> _Work task_:
Begin at the line containing "Objective: locate each instance of the droplet" in the data below and go on through the line containing "Objective: locate each instance of the corrugated", repeating each line exactly; include both ends and no other line.

Extracted data entries:
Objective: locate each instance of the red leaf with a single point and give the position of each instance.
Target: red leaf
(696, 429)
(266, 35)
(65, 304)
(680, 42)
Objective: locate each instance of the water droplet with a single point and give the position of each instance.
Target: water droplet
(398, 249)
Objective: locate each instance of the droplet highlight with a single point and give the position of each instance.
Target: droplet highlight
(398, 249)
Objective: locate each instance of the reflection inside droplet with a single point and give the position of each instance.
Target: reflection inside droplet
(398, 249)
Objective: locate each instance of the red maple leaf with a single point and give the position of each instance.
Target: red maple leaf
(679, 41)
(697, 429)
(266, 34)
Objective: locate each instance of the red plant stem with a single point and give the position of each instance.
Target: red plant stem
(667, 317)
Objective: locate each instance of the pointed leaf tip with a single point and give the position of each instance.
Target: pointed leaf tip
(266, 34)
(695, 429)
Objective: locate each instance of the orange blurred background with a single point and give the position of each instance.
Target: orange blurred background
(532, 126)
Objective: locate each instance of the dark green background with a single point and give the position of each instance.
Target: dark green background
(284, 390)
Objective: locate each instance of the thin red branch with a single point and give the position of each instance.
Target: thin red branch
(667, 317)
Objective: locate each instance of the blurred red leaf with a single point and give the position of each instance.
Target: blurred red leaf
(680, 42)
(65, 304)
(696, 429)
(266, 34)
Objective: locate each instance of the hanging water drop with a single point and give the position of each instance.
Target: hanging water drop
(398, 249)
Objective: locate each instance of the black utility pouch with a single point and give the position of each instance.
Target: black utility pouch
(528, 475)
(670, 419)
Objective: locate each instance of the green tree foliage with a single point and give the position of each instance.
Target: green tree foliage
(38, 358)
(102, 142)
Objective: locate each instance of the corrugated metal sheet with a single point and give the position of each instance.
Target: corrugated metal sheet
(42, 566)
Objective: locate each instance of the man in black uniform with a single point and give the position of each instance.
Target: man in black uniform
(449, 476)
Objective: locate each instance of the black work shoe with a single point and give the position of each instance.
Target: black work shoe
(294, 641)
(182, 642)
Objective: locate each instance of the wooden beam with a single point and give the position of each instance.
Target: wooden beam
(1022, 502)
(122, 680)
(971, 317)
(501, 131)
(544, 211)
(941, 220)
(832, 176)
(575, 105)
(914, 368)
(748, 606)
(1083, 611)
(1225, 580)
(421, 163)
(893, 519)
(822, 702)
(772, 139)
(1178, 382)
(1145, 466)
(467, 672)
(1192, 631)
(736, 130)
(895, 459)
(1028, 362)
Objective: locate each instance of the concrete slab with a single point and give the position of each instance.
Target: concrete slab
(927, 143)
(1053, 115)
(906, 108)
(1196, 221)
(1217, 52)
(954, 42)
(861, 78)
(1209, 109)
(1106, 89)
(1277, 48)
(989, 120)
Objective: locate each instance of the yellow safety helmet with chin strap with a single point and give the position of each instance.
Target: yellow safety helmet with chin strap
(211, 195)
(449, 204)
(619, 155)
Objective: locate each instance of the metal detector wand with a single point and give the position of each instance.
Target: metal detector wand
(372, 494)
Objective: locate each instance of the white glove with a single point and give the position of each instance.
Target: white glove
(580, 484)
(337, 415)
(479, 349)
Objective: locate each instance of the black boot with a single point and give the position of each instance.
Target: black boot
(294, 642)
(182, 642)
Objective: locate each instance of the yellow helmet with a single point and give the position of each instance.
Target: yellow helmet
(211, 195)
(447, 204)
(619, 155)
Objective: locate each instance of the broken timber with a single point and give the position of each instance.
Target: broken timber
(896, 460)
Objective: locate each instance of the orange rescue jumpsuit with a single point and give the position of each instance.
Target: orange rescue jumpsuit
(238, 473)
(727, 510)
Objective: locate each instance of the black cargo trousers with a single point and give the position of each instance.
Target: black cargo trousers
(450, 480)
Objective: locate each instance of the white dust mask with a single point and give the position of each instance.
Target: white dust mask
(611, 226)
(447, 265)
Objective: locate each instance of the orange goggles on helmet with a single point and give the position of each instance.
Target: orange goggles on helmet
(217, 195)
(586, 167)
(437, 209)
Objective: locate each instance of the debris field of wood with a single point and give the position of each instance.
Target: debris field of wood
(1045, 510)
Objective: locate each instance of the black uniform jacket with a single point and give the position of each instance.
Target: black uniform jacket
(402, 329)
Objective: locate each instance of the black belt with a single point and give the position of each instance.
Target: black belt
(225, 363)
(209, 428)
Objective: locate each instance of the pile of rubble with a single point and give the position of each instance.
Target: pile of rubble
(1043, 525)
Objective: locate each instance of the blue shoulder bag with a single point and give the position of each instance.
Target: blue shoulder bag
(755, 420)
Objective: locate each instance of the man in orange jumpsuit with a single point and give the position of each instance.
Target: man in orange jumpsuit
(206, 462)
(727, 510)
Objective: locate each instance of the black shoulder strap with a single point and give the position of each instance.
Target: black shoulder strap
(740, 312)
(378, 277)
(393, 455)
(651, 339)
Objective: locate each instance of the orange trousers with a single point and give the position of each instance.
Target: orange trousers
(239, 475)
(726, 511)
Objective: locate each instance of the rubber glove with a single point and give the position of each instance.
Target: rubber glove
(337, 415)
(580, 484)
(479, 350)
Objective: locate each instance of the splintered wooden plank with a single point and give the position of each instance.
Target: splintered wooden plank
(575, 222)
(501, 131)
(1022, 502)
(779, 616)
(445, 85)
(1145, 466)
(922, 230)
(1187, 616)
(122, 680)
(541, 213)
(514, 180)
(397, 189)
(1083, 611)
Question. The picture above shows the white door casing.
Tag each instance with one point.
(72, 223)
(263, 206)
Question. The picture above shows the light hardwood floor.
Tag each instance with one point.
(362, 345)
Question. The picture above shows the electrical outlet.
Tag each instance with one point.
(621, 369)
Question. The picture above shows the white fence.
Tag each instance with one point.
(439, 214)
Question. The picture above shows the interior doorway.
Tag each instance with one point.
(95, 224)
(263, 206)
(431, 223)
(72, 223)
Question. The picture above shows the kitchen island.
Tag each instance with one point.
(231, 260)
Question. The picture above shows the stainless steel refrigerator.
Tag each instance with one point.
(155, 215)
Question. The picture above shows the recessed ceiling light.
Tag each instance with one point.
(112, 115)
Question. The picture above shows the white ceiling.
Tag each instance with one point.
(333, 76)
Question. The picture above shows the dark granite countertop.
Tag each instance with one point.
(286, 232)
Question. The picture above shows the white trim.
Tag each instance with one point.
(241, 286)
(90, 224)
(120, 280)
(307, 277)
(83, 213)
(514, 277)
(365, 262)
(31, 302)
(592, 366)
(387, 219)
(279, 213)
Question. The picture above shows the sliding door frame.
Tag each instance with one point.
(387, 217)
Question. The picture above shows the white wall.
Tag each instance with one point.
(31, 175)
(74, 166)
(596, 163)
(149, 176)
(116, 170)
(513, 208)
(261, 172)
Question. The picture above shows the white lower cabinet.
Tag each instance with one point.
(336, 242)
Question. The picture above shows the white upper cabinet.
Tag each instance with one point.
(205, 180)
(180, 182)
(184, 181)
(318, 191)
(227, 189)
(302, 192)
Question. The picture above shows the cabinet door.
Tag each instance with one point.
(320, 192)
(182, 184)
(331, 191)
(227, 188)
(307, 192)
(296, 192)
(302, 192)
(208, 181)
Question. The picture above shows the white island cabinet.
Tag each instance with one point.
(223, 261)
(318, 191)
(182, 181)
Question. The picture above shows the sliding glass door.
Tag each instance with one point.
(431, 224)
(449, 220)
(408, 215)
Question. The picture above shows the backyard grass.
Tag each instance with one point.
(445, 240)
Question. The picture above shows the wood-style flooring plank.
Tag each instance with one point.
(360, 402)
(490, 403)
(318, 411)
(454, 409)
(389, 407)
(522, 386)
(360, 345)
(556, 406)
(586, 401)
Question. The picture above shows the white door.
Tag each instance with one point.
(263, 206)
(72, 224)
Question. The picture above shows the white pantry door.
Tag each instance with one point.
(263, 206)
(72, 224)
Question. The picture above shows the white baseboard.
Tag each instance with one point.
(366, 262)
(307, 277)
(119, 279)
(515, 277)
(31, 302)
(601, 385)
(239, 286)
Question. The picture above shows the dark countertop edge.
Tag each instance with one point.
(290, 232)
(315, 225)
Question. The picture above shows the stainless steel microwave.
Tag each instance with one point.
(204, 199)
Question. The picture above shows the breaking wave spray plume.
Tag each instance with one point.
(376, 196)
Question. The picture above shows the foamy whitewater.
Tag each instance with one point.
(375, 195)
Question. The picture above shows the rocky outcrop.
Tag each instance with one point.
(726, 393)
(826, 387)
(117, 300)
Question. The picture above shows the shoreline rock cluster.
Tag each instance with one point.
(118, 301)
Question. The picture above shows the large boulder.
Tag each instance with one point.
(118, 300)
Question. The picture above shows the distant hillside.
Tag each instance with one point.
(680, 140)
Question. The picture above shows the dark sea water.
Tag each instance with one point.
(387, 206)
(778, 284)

> _Exercise result_:
Objective: locate each instance of the droplet highlight with a single point and give the position of each instance.
Target: droplet highlight
(398, 249)
Objective: locate each instance of the reflection inside droplet with a single point and give the position of each instance.
Target: reflection inside droplet
(398, 249)
Objective: locate each instance of the red maple leaf with a single point and give the position of each instance.
Target: red maple leaf
(679, 41)
(697, 429)
(266, 34)
Objective: locate each instance of the red plant stem with a single point and give the position of each instance.
Target: red plant stem
(667, 317)
Objective: locate each instance of the pointed leaf tip with a single point and give the position of each instance.
Target: pointed leaf tip
(266, 34)
(695, 429)
Objective: locate each instance of the orange blurred background with a single point and give the position of each instance.
Target: orange blurred background
(532, 126)
Objective: locate each instance of the dark green background with a single point and give the position of each instance.
Target: dark green background
(284, 390)
Objective: locate each instance of the thin red branch with a single point and give the position of each instance.
Target: thin red branch
(667, 317)
Objective: locate each instance of the blurred red leaf with a single point and give the position of each instance.
Target: blurred red leaf
(680, 42)
(65, 304)
(696, 429)
(266, 34)
Objective: locate each instance of the hanging water drop with a single point and give the position of each instance.
Target: hanging water drop
(398, 249)
Objective: locate each instance of the black utility pouch with a single point and give the position of each instance.
Target: black utility pouch
(528, 475)
(670, 419)
Objective: locate each instance of the green tree foliage with a single point and give the position of each instance.
Target: green tree foliage
(38, 358)
(102, 142)
Objective: locate each instance of the corrugated metal sheet with a single point and give the position of each instance.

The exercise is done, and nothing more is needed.